** INPUT RECORDS follows **

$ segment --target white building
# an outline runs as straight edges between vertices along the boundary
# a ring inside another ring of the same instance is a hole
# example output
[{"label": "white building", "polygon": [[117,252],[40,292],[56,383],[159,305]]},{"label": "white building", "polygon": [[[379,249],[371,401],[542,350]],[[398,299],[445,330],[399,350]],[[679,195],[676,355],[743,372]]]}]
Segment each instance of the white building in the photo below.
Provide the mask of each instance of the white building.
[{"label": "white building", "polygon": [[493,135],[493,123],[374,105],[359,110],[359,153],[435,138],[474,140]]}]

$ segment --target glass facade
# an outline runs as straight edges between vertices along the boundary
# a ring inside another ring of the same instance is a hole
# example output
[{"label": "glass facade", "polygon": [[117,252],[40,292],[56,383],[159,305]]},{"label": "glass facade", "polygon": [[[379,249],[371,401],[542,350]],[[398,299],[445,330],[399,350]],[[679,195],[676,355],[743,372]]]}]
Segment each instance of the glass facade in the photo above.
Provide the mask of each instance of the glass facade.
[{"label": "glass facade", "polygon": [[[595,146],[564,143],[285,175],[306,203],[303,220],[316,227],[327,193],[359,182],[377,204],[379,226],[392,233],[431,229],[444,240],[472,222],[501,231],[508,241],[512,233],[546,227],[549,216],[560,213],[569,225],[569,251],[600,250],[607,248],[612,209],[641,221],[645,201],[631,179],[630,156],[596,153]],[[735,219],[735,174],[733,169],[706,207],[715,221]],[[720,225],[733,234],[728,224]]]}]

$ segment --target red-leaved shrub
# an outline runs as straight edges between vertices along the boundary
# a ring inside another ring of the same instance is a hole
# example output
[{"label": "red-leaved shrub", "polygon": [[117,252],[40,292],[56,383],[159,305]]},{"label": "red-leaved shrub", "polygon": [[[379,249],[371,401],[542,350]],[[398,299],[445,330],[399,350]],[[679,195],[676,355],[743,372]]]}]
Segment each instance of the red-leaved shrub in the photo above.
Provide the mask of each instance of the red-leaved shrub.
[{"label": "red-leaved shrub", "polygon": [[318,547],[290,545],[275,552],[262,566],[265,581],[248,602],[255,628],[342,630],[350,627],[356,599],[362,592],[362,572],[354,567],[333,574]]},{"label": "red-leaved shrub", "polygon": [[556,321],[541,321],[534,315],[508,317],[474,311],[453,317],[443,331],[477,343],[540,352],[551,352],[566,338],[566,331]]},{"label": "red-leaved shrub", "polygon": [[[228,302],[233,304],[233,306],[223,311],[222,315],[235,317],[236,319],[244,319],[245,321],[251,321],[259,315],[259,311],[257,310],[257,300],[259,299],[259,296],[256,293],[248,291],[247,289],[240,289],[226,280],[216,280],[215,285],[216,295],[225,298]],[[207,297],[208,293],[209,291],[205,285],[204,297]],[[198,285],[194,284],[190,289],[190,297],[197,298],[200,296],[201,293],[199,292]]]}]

** End of INPUT RECORDS **

[PROBLEM TO SOLVE]:
The full set of records above must be retyped exactly.

[EXPECTED ANSWER]:
$ segment --target white building
# an outline runs as straight edges between vertices along the boundary
# a ring inside another ring of the same instance is a hole
# example output
[{"label": "white building", "polygon": [[117,252],[40,292],[56,383],[159,305]]},{"label": "white building", "polygon": [[[379,249],[371,401],[542,350]],[[398,299],[445,330],[399,350]],[[679,195],[676,355],[743,372]]]}]
Segment each instance of the white building in the photo below.
Provide the mask of each instance of the white building.
[{"label": "white building", "polygon": [[493,135],[493,123],[374,105],[359,110],[359,153],[435,138],[474,140]]}]

$ segment --target glass facade
# an outline runs as straight edges between vertices along the boundary
# a ring inside another ring of the same instance is a hole
# example output
[{"label": "glass facade", "polygon": [[117,252],[40,292],[56,383],[159,305]]},{"label": "glass facade", "polygon": [[[379,249],[371,401],[542,350]],[[398,299],[445,330],[399,350]],[[679,195],[676,355],[743,372]]]}]
Segment each instance of the glass facade in the photo above.
Provide the mask of each instance of the glass facade.
[{"label": "glass facade", "polygon": [[[595,146],[564,143],[285,175],[306,203],[303,220],[316,227],[327,193],[359,182],[377,204],[379,226],[392,233],[431,229],[444,240],[472,222],[501,231],[508,241],[512,233],[546,227],[549,216],[560,213],[569,225],[569,251],[600,250],[607,248],[612,209],[641,221],[645,201],[631,179],[630,156],[596,153]],[[735,219],[735,174],[733,169],[706,207],[715,221]],[[720,225],[733,234],[728,224]]]}]

$ segment --target red-leaved shrub
# an outline runs as straight edges between vertices along the boundary
# a ring inside another ring of the same instance is a hole
# example output
[{"label": "red-leaved shrub", "polygon": [[117,252],[40,292],[56,383],[159,305]]},{"label": "red-leaved shrub", "polygon": [[[379,249],[371,401],[542,350]],[[398,299],[445,330],[399,350]],[[679,195],[676,355],[743,372]]]}]
Segment each instance of the red-leaved shrub in the photo above.
Provide the mask of each instance of the red-leaved shrub.
[{"label": "red-leaved shrub", "polygon": [[318,547],[290,545],[275,552],[262,566],[265,581],[248,602],[255,628],[342,630],[350,627],[356,599],[362,592],[362,572],[354,567],[333,574]]},{"label": "red-leaved shrub", "polygon": [[556,321],[541,321],[534,315],[508,317],[474,311],[453,317],[443,331],[477,343],[540,352],[551,352],[566,338],[566,331]]},{"label": "red-leaved shrub", "polygon": [[[228,302],[233,304],[233,306],[223,311],[222,315],[235,317],[236,319],[244,319],[245,321],[251,321],[259,315],[259,311],[257,310],[257,300],[259,299],[259,296],[256,293],[248,291],[247,289],[240,289],[226,280],[216,280],[215,285],[216,295],[225,298]],[[207,297],[208,293],[209,291],[205,285],[204,297]],[[198,285],[194,284],[190,289],[190,297],[197,298],[200,296],[201,293],[199,292]]]}]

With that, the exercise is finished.